Work order |
How many lines in the data that follows contain the word "target"? Only that number is needed.

Material for this task |
▼▼▼

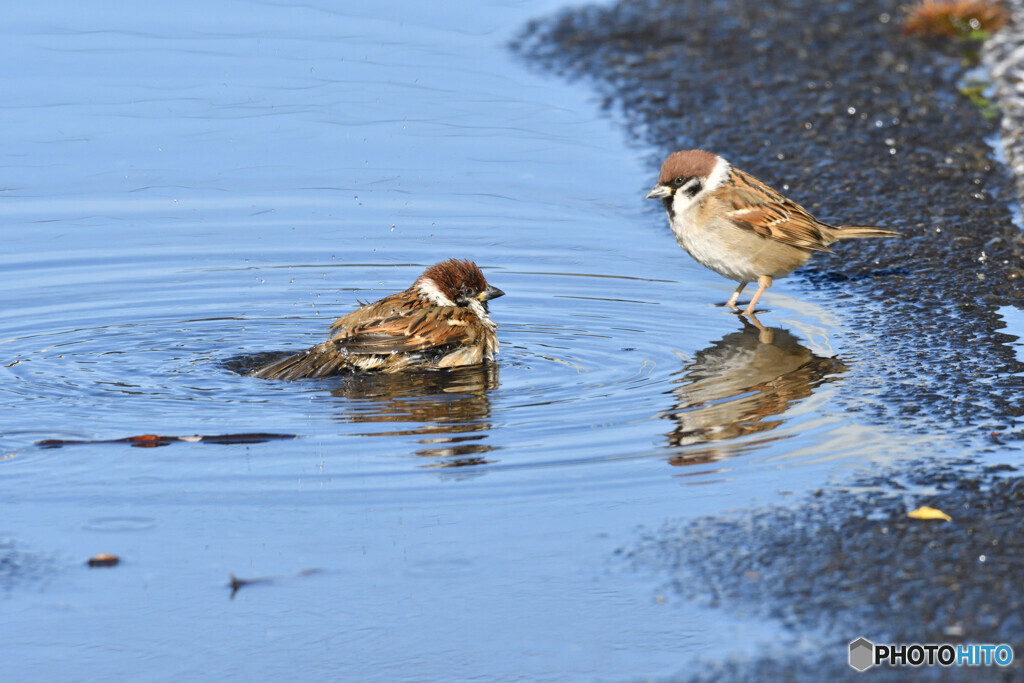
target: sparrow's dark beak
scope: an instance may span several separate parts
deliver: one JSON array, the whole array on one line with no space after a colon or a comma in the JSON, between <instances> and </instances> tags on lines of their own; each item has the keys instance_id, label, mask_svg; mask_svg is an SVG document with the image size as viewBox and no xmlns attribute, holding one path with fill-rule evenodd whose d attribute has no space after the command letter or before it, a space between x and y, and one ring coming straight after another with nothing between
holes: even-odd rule
<instances>
[{"instance_id":1,"label":"sparrow's dark beak","mask_svg":"<svg viewBox=\"0 0 1024 683\"><path fill-rule=\"evenodd\" d=\"M480 292L476 298L480 299L480 301L490 301L491 299L497 299L499 296L505 296L505 292L501 291L497 287L487 285L487 289Z\"/></svg>"},{"instance_id":2,"label":"sparrow's dark beak","mask_svg":"<svg viewBox=\"0 0 1024 683\"><path fill-rule=\"evenodd\" d=\"M648 199L664 199L665 197L672 196L672 188L668 185L655 185L651 188L651 191L647 193Z\"/></svg>"}]
</instances>

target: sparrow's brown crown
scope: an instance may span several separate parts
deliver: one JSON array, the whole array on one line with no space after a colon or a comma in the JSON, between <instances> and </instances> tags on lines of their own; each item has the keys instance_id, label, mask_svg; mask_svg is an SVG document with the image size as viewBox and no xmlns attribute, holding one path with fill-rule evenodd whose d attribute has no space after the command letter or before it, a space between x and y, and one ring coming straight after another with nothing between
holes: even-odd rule
<instances>
[{"instance_id":1,"label":"sparrow's brown crown","mask_svg":"<svg viewBox=\"0 0 1024 683\"><path fill-rule=\"evenodd\" d=\"M702 149L685 149L669 155L661 165L660 185L668 185L676 178L707 178L718 163L718 157Z\"/></svg>"},{"instance_id":2,"label":"sparrow's brown crown","mask_svg":"<svg viewBox=\"0 0 1024 683\"><path fill-rule=\"evenodd\" d=\"M488 289L487 280L475 263L454 258L430 266L416 282L426 280L433 282L438 291L452 301L474 299Z\"/></svg>"}]
</instances>

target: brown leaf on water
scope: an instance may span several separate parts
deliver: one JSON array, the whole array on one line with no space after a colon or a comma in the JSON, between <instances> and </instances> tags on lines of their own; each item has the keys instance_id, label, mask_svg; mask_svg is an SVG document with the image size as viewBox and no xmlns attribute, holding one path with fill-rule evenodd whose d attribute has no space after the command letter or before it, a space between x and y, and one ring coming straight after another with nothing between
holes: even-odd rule
<instances>
[{"instance_id":1,"label":"brown leaf on water","mask_svg":"<svg viewBox=\"0 0 1024 683\"><path fill-rule=\"evenodd\" d=\"M120 562L121 558L113 553L97 553L86 564L90 567L116 567Z\"/></svg>"}]
</instances>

▲▲▲

Response box |
3